Work to complete:
Review the listing and copy each line that holds the word "wooden".
------------------------------------------------
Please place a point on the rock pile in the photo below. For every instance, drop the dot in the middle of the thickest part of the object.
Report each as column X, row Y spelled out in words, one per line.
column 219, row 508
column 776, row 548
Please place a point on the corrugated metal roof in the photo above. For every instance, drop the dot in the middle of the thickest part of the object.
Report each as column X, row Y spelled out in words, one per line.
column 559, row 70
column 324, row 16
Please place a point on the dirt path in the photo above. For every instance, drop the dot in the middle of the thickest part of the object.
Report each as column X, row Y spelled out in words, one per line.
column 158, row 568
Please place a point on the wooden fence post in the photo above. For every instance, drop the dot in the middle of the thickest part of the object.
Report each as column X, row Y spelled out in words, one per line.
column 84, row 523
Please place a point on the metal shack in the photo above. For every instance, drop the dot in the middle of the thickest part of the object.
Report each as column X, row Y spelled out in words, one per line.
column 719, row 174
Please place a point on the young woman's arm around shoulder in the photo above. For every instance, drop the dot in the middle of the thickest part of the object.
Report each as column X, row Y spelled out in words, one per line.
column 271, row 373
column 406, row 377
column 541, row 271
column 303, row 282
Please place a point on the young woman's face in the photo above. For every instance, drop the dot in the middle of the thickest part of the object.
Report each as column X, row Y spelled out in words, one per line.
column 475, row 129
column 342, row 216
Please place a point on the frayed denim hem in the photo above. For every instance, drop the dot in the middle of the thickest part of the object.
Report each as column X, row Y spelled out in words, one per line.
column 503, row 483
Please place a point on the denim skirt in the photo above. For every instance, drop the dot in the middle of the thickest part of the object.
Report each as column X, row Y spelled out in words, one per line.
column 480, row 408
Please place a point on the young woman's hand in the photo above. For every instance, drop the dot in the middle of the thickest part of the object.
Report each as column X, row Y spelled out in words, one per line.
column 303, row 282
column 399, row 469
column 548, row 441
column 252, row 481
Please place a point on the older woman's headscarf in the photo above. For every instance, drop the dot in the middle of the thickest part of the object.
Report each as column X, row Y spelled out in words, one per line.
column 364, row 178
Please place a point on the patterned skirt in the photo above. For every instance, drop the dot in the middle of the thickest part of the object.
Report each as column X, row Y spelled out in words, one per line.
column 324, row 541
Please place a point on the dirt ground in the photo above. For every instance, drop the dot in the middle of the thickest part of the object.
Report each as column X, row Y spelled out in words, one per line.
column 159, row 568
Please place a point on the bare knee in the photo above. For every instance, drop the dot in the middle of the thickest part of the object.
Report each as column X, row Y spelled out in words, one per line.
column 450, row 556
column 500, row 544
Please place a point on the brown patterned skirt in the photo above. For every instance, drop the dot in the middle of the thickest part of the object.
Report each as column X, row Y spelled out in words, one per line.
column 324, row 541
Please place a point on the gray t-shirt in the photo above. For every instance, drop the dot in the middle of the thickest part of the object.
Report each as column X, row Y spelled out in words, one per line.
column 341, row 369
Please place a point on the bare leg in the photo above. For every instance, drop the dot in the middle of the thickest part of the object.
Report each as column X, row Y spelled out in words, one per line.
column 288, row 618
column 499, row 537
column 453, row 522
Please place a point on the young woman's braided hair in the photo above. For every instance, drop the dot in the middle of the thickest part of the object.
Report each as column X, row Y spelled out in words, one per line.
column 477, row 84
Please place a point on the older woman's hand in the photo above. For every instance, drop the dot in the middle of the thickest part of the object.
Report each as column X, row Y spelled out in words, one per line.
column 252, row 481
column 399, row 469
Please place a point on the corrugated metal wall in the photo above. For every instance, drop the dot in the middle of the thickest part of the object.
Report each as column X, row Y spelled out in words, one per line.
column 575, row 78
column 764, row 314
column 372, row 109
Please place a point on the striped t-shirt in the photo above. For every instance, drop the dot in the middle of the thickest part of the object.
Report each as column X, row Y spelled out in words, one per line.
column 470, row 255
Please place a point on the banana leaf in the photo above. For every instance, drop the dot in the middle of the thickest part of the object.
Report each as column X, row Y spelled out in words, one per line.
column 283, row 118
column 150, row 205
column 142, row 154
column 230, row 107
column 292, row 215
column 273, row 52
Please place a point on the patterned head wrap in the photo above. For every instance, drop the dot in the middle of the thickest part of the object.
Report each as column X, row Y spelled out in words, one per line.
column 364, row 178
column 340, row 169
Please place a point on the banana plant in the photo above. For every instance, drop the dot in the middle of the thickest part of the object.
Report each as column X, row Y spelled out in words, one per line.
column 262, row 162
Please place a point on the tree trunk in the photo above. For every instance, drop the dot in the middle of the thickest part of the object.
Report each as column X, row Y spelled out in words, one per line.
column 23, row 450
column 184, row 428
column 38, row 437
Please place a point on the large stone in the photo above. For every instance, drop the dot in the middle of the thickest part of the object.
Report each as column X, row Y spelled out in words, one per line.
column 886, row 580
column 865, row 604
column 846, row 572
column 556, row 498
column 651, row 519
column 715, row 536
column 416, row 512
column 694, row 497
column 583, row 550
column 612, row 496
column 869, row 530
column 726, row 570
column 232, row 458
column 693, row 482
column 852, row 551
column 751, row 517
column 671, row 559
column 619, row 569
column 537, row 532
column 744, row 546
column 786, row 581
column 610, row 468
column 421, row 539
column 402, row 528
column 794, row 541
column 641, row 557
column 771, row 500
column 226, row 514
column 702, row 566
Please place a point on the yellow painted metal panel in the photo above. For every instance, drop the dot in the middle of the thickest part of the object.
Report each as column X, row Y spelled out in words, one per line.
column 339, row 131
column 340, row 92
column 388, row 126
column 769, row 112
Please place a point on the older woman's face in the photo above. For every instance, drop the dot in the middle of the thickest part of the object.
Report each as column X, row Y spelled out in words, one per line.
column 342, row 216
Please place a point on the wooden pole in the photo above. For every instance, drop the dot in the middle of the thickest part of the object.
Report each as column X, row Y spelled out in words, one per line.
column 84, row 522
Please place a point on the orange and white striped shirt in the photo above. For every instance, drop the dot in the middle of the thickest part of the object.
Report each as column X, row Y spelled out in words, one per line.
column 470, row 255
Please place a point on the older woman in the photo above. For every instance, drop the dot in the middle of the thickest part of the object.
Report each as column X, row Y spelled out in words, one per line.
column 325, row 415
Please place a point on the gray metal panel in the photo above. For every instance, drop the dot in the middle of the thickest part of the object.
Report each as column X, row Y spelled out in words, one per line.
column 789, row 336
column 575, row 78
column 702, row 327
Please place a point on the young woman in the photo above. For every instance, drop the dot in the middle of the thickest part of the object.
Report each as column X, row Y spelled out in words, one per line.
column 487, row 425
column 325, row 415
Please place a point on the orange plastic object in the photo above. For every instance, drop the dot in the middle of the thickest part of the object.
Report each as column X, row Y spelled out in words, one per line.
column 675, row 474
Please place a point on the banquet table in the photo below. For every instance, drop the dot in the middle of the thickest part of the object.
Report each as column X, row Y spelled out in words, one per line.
------------------------------------------------
Response below:
Please place a point on the wooden fence post in the photo above. For every instance, drop the dot in the middle of the thickest part of the object.
Please place a point on the wooden pole in the photo above. For every instance, drop the dot in the middle of the thickest part of the object.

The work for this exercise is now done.